### Passage
──────────────────────────────

Washington, D.C. 20549

 

FORM 8-K

 

CURRENT REPORT

 

PURSUANT TO SECTION 13 OR 15(d) OF THE
SECURITIES EXCHANGE ACT OF 1934

 

Date of Report (Date of earliest event reported): December 21, 2022

 

FREYR Battery

(Exact name of registrant as specified in its charter)

 

Luxembourg

 

001-40581

 

Not Applicable

(State or other jurisdiction

of incorporation)

  (Commission File Number)   (IRS Employer
Identification No.)

 

22-24, Boulevard Royal, L-2449 Luxembourg
Grand Duchy of Luxembourg

(Address of principal executive offices, including zip code)

 

Registrant’s telephone number, including area code: +352 621 727 777

 

Not Applicable
(Former name or former address, if changed since last report)

 

Check the appropriate box below if the Form 8-K filing is intended to simultaneously satisfy the filing obligation of the registrant under any of the following provisions:

 

Written communications pursuant to Rule 425 under the Securities Act (17 CFR 230.425)

 

Soliciting material pursuant to Rule 14a-12 under the Exchange Act (17 CFR 240.14a-12)

 

Pre-commencement communications pursuant to Rule 14d-2(b) under the Exchange Act (17 CFR 240.14d-2(b))

 

Pre-commencement communications pursuant to Rule 13e-4(c) under the Exchange Act (17 CFR 240.13e-4(c))

──────────────────────────────

### Dataset extract
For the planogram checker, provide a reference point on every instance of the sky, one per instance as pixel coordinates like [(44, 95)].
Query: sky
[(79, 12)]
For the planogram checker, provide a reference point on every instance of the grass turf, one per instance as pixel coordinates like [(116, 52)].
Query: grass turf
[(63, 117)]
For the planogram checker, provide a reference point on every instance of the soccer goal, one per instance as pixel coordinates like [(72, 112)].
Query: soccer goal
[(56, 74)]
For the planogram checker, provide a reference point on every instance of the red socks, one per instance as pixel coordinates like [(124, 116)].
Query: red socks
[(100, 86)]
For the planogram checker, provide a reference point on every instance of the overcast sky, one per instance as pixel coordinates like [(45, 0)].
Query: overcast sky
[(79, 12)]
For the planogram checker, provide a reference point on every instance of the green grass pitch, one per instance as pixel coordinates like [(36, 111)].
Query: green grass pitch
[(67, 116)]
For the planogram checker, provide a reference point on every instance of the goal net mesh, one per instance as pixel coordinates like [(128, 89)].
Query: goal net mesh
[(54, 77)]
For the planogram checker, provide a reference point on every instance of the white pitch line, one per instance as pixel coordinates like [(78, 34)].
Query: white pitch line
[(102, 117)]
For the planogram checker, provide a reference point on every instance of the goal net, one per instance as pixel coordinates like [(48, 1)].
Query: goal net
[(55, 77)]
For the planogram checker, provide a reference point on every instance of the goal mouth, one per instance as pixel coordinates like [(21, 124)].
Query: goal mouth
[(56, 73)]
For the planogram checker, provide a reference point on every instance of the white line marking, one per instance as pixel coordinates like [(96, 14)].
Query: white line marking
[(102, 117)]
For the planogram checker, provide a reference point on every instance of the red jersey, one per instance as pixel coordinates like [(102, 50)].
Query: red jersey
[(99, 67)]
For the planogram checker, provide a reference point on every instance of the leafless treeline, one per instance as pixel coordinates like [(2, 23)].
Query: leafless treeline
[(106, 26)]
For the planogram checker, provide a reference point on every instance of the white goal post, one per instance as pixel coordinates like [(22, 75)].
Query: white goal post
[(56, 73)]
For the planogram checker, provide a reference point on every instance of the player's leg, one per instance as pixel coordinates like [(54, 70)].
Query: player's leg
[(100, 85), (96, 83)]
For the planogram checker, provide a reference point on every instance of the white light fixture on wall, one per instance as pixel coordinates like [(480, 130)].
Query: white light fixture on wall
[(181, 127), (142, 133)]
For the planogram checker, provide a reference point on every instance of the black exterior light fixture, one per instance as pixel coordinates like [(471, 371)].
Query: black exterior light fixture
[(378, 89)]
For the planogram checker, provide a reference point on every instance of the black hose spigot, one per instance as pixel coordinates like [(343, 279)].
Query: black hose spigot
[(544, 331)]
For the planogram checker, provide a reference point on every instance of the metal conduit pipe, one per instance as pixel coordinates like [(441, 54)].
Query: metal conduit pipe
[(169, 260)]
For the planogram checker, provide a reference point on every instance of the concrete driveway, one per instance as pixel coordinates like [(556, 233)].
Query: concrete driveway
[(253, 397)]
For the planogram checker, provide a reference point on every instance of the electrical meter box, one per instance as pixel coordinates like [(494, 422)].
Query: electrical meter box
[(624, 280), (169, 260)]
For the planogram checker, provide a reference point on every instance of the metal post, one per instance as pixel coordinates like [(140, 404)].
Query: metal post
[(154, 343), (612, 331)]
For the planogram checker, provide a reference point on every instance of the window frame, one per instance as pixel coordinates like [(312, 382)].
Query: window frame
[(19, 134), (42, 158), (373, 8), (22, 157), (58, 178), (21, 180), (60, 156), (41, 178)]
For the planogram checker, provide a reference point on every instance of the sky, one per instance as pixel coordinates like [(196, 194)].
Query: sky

──────────────────────────────

### Task instructions
Return the part of the Form 8-K cover page from "(Commission File Number)" up to and including "including zip code)", copied word for word.

### Full output
(Commission File Number)   (IRS Employer
Identification No.)

 

22-24, Boulevard Royal, L-2449 Luxembourg
Grand Duchy of Luxembourg

(Address of principal executive offices, including zip code)